━━━ Data supplied

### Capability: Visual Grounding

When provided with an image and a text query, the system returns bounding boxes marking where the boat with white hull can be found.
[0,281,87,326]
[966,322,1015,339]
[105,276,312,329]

━━━━━━

◆ What is needed ◆
Print nothing but the lines from the line with "When provided with" to the last line of the records above. Both of those lines count.

◆ Written answer ◆
When provided with an image and a text query, the system returns bounding boxes marking where the boat with white hull can be found.
[0,281,87,326]
[966,322,1015,339]
[105,276,312,329]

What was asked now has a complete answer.